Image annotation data

-------------------------

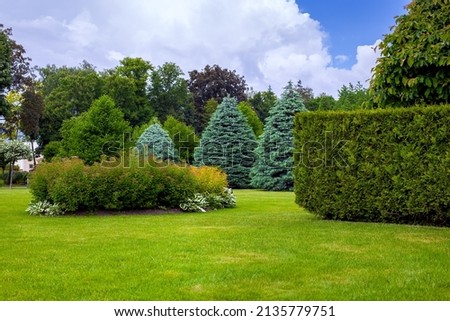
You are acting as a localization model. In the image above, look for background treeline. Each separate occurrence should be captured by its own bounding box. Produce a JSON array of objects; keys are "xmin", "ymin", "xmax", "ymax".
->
[{"xmin": 0, "ymin": 20, "xmax": 368, "ymax": 162}]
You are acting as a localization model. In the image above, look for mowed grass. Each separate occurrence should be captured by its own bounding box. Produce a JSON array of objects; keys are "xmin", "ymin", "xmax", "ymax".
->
[{"xmin": 0, "ymin": 188, "xmax": 450, "ymax": 300}]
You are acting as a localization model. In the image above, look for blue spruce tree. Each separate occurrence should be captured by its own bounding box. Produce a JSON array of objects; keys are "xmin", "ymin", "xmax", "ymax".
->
[
  {"xmin": 251, "ymin": 82, "xmax": 307, "ymax": 191},
  {"xmin": 194, "ymin": 98, "xmax": 257, "ymax": 188}
]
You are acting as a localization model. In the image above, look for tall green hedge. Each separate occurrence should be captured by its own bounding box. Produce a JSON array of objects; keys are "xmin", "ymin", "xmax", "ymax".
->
[{"xmin": 294, "ymin": 105, "xmax": 450, "ymax": 226}]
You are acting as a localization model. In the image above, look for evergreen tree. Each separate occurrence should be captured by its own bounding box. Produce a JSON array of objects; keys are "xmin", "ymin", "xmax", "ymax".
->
[
  {"xmin": 251, "ymin": 82, "xmax": 307, "ymax": 191},
  {"xmin": 194, "ymin": 98, "xmax": 256, "ymax": 188},
  {"xmin": 136, "ymin": 123, "xmax": 178, "ymax": 161},
  {"xmin": 238, "ymin": 101, "xmax": 264, "ymax": 137}
]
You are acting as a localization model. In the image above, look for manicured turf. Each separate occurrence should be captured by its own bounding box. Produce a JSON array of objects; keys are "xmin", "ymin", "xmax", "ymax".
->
[{"xmin": 0, "ymin": 188, "xmax": 450, "ymax": 300}]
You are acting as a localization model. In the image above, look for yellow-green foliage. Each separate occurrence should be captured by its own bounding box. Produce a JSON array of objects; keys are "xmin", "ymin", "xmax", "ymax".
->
[
  {"xmin": 189, "ymin": 166, "xmax": 227, "ymax": 193},
  {"xmin": 294, "ymin": 105, "xmax": 450, "ymax": 226},
  {"xmin": 30, "ymin": 159, "xmax": 227, "ymax": 212}
]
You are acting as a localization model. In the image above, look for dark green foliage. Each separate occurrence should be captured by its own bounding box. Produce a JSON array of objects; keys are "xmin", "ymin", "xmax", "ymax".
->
[
  {"xmin": 0, "ymin": 140, "xmax": 32, "ymax": 187},
  {"xmin": 295, "ymin": 106, "xmax": 450, "ymax": 226},
  {"xmin": 370, "ymin": 0, "xmax": 450, "ymax": 107},
  {"xmin": 188, "ymin": 65, "xmax": 247, "ymax": 133},
  {"xmin": 103, "ymin": 57, "xmax": 153, "ymax": 126},
  {"xmin": 248, "ymin": 87, "xmax": 277, "ymax": 123},
  {"xmin": 335, "ymin": 81, "xmax": 369, "ymax": 110},
  {"xmin": 238, "ymin": 101, "xmax": 264, "ymax": 138},
  {"xmin": 148, "ymin": 63, "xmax": 193, "ymax": 122},
  {"xmin": 163, "ymin": 116, "xmax": 199, "ymax": 163},
  {"xmin": 39, "ymin": 62, "xmax": 102, "ymax": 147},
  {"xmin": 251, "ymin": 83, "xmax": 306, "ymax": 191},
  {"xmin": 305, "ymin": 93, "xmax": 337, "ymax": 111},
  {"xmin": 0, "ymin": 28, "xmax": 12, "ymax": 116},
  {"xmin": 61, "ymin": 96, "xmax": 131, "ymax": 164},
  {"xmin": 42, "ymin": 140, "xmax": 61, "ymax": 161},
  {"xmin": 20, "ymin": 88, "xmax": 44, "ymax": 140},
  {"xmin": 136, "ymin": 123, "xmax": 178, "ymax": 161},
  {"xmin": 194, "ymin": 98, "xmax": 256, "ymax": 188}
]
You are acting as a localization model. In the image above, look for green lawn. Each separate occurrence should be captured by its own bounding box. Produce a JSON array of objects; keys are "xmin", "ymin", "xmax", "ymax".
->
[{"xmin": 0, "ymin": 188, "xmax": 450, "ymax": 300}]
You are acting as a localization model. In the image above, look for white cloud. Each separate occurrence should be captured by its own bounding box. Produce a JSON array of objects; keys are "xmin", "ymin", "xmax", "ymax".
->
[
  {"xmin": 6, "ymin": 0, "xmax": 377, "ymax": 95},
  {"xmin": 334, "ymin": 55, "xmax": 348, "ymax": 63}
]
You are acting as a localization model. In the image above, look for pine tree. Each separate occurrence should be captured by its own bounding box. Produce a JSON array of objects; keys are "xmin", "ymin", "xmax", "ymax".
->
[
  {"xmin": 194, "ymin": 98, "xmax": 257, "ymax": 188},
  {"xmin": 163, "ymin": 116, "xmax": 198, "ymax": 163},
  {"xmin": 136, "ymin": 123, "xmax": 178, "ymax": 161},
  {"xmin": 251, "ymin": 82, "xmax": 307, "ymax": 191}
]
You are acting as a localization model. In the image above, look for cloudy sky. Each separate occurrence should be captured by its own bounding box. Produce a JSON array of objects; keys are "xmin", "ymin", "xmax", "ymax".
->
[{"xmin": 0, "ymin": 0, "xmax": 409, "ymax": 95}]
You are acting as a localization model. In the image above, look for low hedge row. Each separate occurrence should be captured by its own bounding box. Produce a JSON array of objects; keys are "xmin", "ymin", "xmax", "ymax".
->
[
  {"xmin": 294, "ymin": 106, "xmax": 450, "ymax": 226},
  {"xmin": 30, "ymin": 159, "xmax": 227, "ymax": 212}
]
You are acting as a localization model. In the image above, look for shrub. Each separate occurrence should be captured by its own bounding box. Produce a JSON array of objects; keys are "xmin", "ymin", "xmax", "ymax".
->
[
  {"xmin": 189, "ymin": 166, "xmax": 227, "ymax": 193},
  {"xmin": 180, "ymin": 193, "xmax": 208, "ymax": 213},
  {"xmin": 180, "ymin": 188, "xmax": 236, "ymax": 212},
  {"xmin": 26, "ymin": 201, "xmax": 64, "ymax": 216},
  {"xmin": 30, "ymin": 159, "xmax": 230, "ymax": 212},
  {"xmin": 294, "ymin": 106, "xmax": 450, "ymax": 226},
  {"xmin": 0, "ymin": 171, "xmax": 28, "ymax": 185}
]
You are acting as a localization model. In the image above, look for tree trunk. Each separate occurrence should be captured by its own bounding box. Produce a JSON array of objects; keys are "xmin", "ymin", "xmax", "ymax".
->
[
  {"xmin": 30, "ymin": 139, "xmax": 36, "ymax": 165},
  {"xmin": 9, "ymin": 161, "xmax": 14, "ymax": 189}
]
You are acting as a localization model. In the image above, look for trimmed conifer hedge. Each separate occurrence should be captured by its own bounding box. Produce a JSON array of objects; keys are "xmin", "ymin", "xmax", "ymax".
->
[{"xmin": 294, "ymin": 105, "xmax": 450, "ymax": 226}]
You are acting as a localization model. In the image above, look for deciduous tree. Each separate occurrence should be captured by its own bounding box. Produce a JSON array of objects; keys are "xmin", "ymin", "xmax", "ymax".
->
[
  {"xmin": 20, "ymin": 87, "xmax": 44, "ymax": 166},
  {"xmin": 370, "ymin": 0, "xmax": 450, "ymax": 107},
  {"xmin": 136, "ymin": 123, "xmax": 178, "ymax": 161},
  {"xmin": 188, "ymin": 65, "xmax": 247, "ymax": 133},
  {"xmin": 148, "ymin": 62, "xmax": 193, "ymax": 122},
  {"xmin": 0, "ymin": 140, "xmax": 31, "ymax": 188},
  {"xmin": 61, "ymin": 96, "xmax": 131, "ymax": 164}
]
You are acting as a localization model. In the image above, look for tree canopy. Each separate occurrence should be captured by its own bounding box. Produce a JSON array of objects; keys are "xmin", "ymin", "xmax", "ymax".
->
[
  {"xmin": 136, "ymin": 122, "xmax": 178, "ymax": 161},
  {"xmin": 188, "ymin": 65, "xmax": 247, "ymax": 132},
  {"xmin": 370, "ymin": 0, "xmax": 450, "ymax": 107},
  {"xmin": 61, "ymin": 96, "xmax": 131, "ymax": 164}
]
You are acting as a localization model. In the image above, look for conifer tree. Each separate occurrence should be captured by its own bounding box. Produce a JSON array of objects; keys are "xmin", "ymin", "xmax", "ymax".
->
[
  {"xmin": 194, "ymin": 98, "xmax": 257, "ymax": 188},
  {"xmin": 251, "ymin": 82, "xmax": 307, "ymax": 191},
  {"xmin": 136, "ymin": 123, "xmax": 178, "ymax": 161}
]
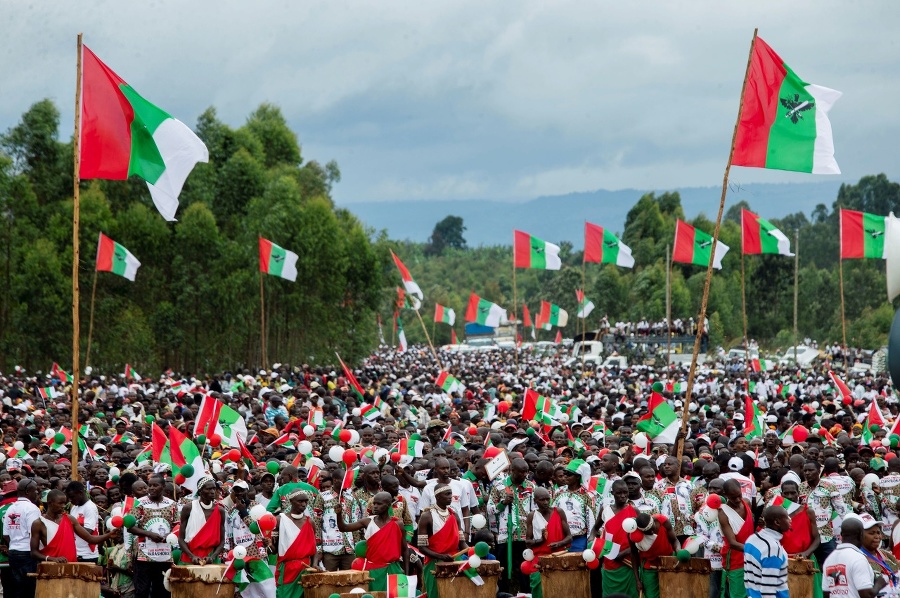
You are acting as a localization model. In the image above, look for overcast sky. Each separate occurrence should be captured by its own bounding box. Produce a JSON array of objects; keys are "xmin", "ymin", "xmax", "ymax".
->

-------------------------

— TASK DETAILS —
Quote the lines from the one containing "look for overcast" through the end of the records, with both ends included.

— EXPECTED ANSWER —
You are acting as a localization model. In the image above, look for overcast sky. Each separate occurrence should be captured by its own bounding box. Produce a JSON array of objects; keys are "xmin", "ymin", "xmax", "ymax".
->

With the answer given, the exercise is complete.